*** Provided information

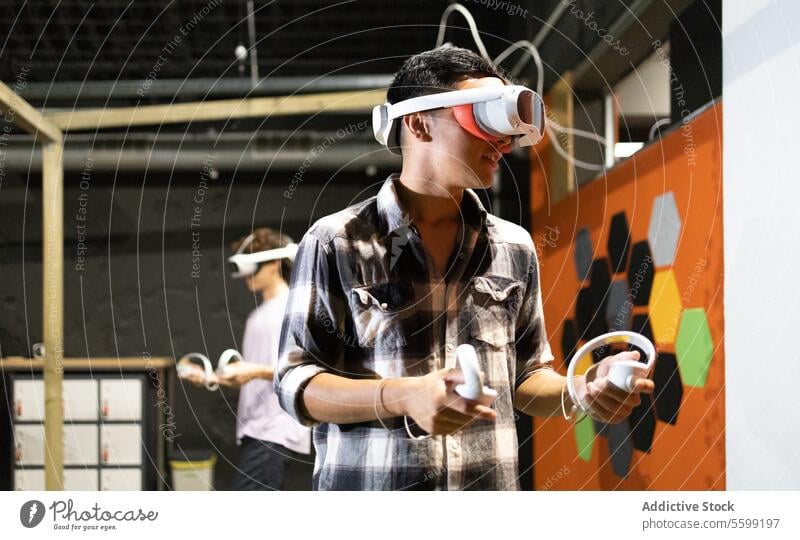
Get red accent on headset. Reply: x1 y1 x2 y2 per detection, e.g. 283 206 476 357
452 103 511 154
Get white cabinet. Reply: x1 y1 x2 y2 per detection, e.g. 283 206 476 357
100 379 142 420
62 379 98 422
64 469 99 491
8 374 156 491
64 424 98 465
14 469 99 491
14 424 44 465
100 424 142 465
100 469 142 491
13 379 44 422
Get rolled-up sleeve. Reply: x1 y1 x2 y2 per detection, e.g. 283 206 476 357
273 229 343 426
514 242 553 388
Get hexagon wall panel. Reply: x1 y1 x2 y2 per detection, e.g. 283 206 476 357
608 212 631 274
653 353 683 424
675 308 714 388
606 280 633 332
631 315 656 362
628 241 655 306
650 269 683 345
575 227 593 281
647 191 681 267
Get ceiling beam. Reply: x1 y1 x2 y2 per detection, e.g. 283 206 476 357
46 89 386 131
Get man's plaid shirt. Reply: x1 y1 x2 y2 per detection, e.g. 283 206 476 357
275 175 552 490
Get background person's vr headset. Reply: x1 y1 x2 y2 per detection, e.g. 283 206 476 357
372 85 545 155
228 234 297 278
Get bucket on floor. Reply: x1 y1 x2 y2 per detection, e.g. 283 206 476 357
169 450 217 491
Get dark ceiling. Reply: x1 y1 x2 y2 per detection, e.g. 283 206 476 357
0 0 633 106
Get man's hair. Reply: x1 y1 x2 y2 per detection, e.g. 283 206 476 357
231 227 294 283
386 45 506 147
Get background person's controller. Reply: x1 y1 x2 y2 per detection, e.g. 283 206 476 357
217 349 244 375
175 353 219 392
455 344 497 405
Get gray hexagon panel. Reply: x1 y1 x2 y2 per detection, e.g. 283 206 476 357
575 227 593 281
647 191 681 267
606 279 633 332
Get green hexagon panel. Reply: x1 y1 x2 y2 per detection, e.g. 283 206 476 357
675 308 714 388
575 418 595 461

******

:: Set task ::
Rewrite every entry above with "hexagon" replaced by "hex" and everything else left as it is, and leave out the pictures.

:: Solution below ::
Get red accent on headset. Reply: x1 y1 x2 y2 per detection, e.g. 283 206 476 357
452 103 511 154
Get white cabinet. Reply: x1 y1 x2 y2 per detection, e.g. 283 206 476 357
100 379 142 420
62 379 98 422
64 469 99 491
8 374 156 491
64 424 98 465
14 469 99 491
14 424 44 465
100 424 142 465
100 469 142 491
13 379 44 422
Get rolled-up sleeve. Reply: x1 y1 x2 y2 per detection, e.g. 283 206 476 357
273 229 343 426
514 242 553 388
Get hex wall panel. Reply: x1 y1 x2 y2 per detection, e.g. 283 206 476 357
608 212 631 274
653 353 683 424
675 308 714 388
606 280 633 332
631 315 656 362
628 241 655 306
650 269 683 345
575 227 593 281
647 191 681 267
Get ceiling beam. Reply: x1 y1 x2 y2 per detection, e.g. 283 206 476 357
46 89 386 131
Get man's plaid shirt. Reply: x1 y1 x2 y2 per detection, e.g. 283 206 476 357
275 175 552 490
Get background person's vr headset. Reply: x1 y1 x2 y2 per detection, e.g. 283 206 476 357
372 85 545 155
228 234 297 278
Get bucket on floor. Reply: x1 y1 x2 y2 per detection, e.g. 283 206 476 357
169 450 217 491
Get dark ceiling. Reply: x1 y1 x2 y2 per detection, e.g. 283 206 476 357
0 0 633 106
Get man's hair. Reply: x1 y1 x2 y2 per detection, e.g. 283 206 476 357
231 227 294 283
386 45 506 147
Get background person's controller. Reply: x1 y1 x2 y2 per detection, e.g. 283 206 476 357
217 349 244 375
175 353 219 392
455 344 497 405
Get gray hex panel. Reply: x1 y1 x2 y2 per detection, e.g. 283 206 476 357
575 227 593 281
647 191 681 267
606 279 633 332
Get green hex panel. Reply: x1 y1 x2 y2 per detection, e.g. 283 206 476 357
675 308 714 388
575 418 595 461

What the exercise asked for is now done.